- DOCUMENT SEGMENT
Cutting-edge approach solves the riddle of a sphynx's blocked ureter

Cutting-edge approach solves the riddle of a sphynx's blocked ureter

The veterinary team at UC Davis implanted an artificial ureter—the first such procedure in a kitten.
Mar 16, 2016
By staff

Googgie is good to go. The sphynx kitten is thriving after undergoing a subcutaneous ureteral bypass. (Photos courtesy of UC Davis.)

Googgie, a 17-week-old spayed female sphynx, is back in business after receiving an artificial ureter from the University of California, Davis. Originally brought to UC Davis’ Emergency and Critical Care Service because of inappetence, lethargy and vomiting of three days’ duration, Googgie was found to have an enlarged and painful left kidney, according to a press release from UC Davis.

An ultrasonographic examination revealed an obstructed left ureter preventing flow of urine to the bladder, so Googgie underwent surgery to discover the cause. A traumatic stricture was found around the ureter, preventing it from being open.

- WORK TASK 1
According to the article about the sphynx kitten, why did Googgie undergo surgery? Answer in one to three sentences.
- WORK TASK 2
From the article about the sphynx kitten, output the part that opens with the words containing "Mar 16, 2016" and closes with "from UC Davis.", unchanged.
The lines that come next have nothing to do with the article about the sphynx kitten.

- RECORDED DATA

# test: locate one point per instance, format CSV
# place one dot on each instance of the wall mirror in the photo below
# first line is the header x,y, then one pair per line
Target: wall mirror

- WORKED SOLUTION 1
An ultrasonographic examination showed that her left ureter was obstructed, which kept urine from flowing to the bladder. She had surgery to discover the cause of that blockage.

- WORKED SOLUTION 2
Mar 16, 2016
By staff

Googgie is good to go. The sphynx kitten is thriving after undergoing a subcutaneous ureteral bypass. (Photos courtesy of UC Davis.)

Googgie, a 17-week-old spayed female sphynx, is back in business after receiving an artificial ureter from the University of California, Davis. Originally brought to UC Davis’ Emergency and Critical Care Service because of inappetence, lethargy and vomiting of three days’ duration, Googgie was found to have an enlarged and painful left kidney, according to a press release from UC Davis.